→ **The problem**:
Write out the lines below exactly, beginning at the one with "point(70, 64)" and stopping after the one with "Target: bare knee"; the pictures are not copied.
┌─ Raw data
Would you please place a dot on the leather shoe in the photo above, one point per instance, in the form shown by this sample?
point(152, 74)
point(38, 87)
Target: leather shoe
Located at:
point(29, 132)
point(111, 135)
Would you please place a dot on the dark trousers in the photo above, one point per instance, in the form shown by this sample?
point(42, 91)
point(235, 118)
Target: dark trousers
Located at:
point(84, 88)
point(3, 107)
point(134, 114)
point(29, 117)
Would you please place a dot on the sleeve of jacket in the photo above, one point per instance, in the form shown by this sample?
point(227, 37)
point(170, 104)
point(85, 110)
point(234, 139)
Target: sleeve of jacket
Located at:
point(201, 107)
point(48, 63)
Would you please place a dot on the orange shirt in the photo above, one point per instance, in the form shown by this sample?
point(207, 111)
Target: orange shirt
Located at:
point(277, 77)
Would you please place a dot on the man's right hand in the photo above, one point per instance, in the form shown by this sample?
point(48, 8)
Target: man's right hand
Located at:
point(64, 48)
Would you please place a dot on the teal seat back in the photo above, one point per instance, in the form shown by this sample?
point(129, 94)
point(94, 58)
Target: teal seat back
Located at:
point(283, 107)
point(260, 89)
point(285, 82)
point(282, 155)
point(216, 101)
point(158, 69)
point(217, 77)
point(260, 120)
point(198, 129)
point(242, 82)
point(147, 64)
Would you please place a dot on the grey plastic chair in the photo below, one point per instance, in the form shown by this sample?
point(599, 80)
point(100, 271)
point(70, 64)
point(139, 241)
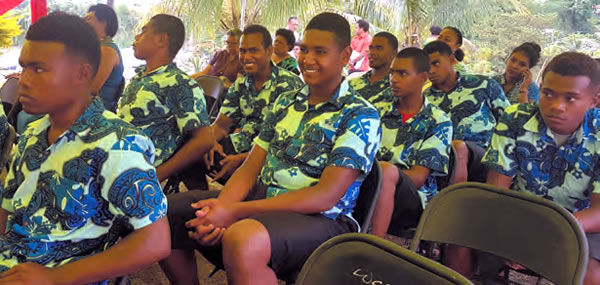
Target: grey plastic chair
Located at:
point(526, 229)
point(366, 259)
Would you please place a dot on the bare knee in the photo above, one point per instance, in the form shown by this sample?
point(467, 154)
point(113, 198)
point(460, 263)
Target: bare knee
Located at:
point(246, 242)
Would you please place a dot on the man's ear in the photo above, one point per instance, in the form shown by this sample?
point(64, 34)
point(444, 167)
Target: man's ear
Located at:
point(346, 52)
└─
┌─ Raw data
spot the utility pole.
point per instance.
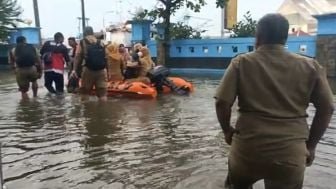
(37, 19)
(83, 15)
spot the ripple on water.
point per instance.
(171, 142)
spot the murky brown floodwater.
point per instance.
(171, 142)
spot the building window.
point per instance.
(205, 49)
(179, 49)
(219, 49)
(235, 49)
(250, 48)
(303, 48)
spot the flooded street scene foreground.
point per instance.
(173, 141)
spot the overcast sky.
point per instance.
└─
┌─ Raw data
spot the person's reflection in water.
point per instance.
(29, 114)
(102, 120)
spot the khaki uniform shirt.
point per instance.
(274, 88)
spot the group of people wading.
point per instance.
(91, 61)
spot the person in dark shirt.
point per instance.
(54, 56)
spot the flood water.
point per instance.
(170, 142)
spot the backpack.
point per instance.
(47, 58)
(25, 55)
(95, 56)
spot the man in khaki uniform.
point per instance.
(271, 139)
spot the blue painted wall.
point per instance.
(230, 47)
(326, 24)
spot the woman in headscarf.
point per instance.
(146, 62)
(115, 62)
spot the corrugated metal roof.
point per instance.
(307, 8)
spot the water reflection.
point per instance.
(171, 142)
└─
→ **Reply**:
point(70, 64)
point(139, 241)
Target: grey plastic chair
Located at:
point(526, 229)
point(366, 259)
Would you please place a dot on the bare knee in the photo above, one point per instance, in the form shown by this sample?
point(467, 154)
point(113, 198)
point(460, 263)
Target: bare knee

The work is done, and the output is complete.